(Supplied data begins)

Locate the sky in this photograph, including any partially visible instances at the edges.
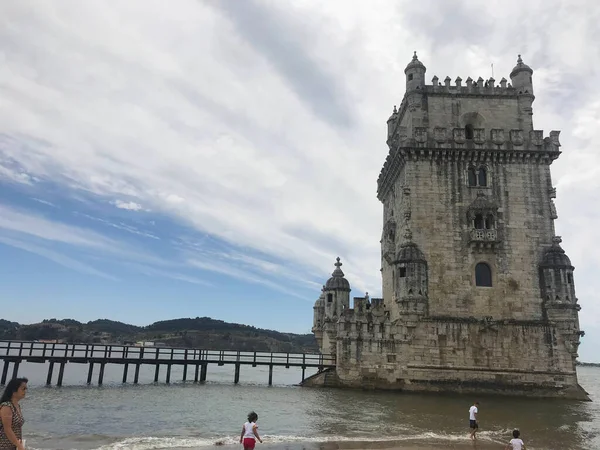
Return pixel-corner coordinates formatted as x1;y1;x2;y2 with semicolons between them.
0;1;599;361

(Supplied data ends)
(Supplied data begins)

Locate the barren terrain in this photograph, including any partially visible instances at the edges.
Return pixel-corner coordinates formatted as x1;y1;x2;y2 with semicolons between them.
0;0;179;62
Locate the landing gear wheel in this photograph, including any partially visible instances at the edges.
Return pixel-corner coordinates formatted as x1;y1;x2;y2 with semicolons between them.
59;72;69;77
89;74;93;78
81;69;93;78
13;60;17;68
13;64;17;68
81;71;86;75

(Supplied data ends)
(Supplied data begins)

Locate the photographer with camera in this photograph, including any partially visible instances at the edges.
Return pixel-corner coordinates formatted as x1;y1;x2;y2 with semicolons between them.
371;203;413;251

(Supplied data ends)

> [Aim of the task]:
Lines holding the string "this": find them in the listing above and copy each one.

> [Response box]:
Locate the sky in this photograph, including any partially visible instances at the edges.
Locate the barren terrain in this photograph, including any partially visible instances at the edges.
Locate the landing gear wheel in this photograph, including any partially visible instances at the edges.
Locate the photographer with camera in this photograph, including any partially visible instances at the edges.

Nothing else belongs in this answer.